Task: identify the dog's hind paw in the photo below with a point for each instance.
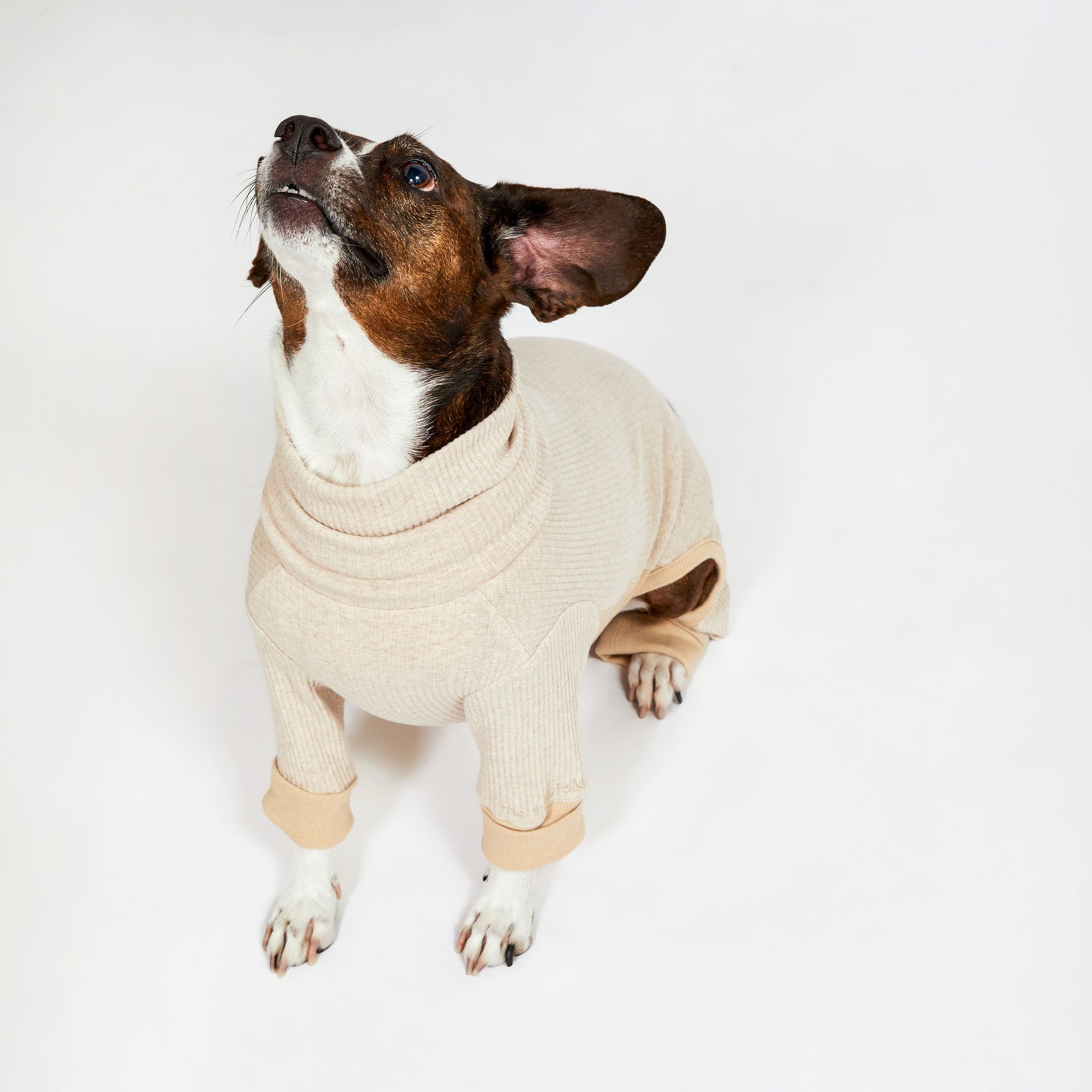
(656, 680)
(498, 926)
(304, 919)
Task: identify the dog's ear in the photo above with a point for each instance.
(567, 249)
(261, 267)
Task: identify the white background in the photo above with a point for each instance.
(858, 856)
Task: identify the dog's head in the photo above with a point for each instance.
(422, 258)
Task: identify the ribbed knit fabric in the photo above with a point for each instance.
(472, 585)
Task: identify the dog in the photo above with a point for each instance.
(451, 522)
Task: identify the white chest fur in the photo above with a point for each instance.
(354, 414)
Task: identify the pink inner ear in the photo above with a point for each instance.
(540, 256)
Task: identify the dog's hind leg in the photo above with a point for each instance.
(656, 678)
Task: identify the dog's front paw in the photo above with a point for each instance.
(498, 926)
(654, 681)
(304, 919)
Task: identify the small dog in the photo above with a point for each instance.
(451, 522)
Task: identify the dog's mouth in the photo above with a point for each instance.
(295, 192)
(358, 250)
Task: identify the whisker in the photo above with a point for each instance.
(261, 292)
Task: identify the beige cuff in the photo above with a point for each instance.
(517, 851)
(314, 821)
(637, 631)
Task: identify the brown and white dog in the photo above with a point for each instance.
(392, 272)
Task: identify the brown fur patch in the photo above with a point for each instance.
(429, 274)
(685, 595)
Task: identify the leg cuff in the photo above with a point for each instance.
(517, 851)
(314, 821)
(637, 631)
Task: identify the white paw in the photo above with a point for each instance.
(498, 926)
(654, 683)
(304, 919)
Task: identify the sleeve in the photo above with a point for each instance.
(527, 727)
(312, 774)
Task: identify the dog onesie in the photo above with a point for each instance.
(472, 587)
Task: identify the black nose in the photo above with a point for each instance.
(302, 137)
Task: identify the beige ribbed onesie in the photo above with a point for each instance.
(472, 587)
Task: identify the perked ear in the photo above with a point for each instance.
(572, 248)
(260, 268)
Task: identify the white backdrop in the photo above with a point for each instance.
(858, 857)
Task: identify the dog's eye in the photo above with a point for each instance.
(419, 176)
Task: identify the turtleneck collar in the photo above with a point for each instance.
(432, 533)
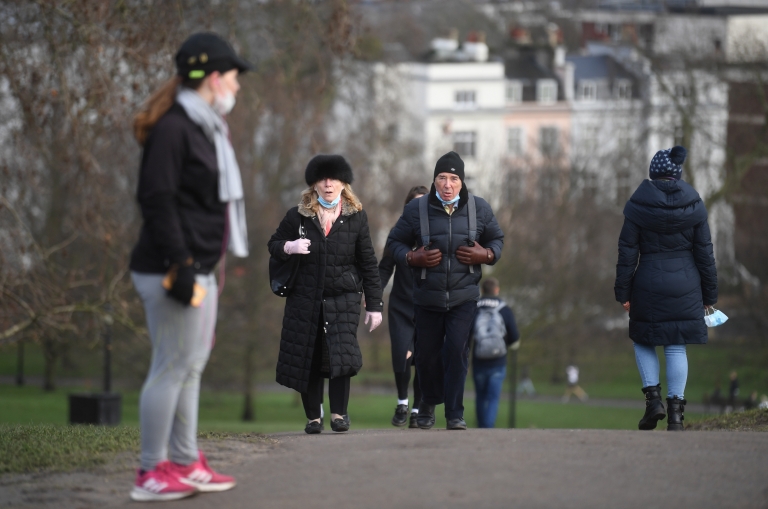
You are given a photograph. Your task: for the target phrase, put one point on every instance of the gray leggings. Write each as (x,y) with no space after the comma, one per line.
(182,337)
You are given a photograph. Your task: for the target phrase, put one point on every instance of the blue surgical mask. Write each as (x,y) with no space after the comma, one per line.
(326,204)
(450,202)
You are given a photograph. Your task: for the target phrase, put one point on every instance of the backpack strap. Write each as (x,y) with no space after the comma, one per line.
(424,225)
(472,214)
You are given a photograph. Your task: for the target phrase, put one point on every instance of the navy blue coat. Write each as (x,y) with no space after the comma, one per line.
(450,283)
(665,227)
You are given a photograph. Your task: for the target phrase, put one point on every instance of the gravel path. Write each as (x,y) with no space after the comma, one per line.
(471,469)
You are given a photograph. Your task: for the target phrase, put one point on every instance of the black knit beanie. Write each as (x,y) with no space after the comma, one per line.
(668,163)
(450,163)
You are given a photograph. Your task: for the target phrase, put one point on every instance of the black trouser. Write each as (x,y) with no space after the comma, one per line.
(442,353)
(338,394)
(338,388)
(402,380)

----

Update the records from the line containing "of the backpack" through the end of the records, writing "target label" wherever "target phrase" appears and leaving everything else unchanged. Give only those lines.

* **THE SOLUTION**
You are given a photograph. Your task: for the target label, put one point on every instance of the backpack strap. Write each as (x,y) with no space after the comma, one per line.
(424,225)
(472,214)
You are given a photograph. Your task: for the target label, put one point on every instance of the navy blue coat. Write each as (x,y) with no space after the comma, one per line.
(450,283)
(665,227)
You are given a photograph. Your task: for the target label, put one point on every instance of the gravel path. Write each as (x,y) with no space after the comma, one per line.
(471,469)
You are given a photograph. Your task: for the target label, put one point on every instance of the black knit beanie. Write each as (x,y) with no space after the comma, one per line.
(668,163)
(450,163)
You are given a photograph. Your task: for the target label, put one point on every instance of the black trouser. Write each as (x,y) with no space after the comma, one per line.
(442,353)
(338,394)
(338,388)
(402,380)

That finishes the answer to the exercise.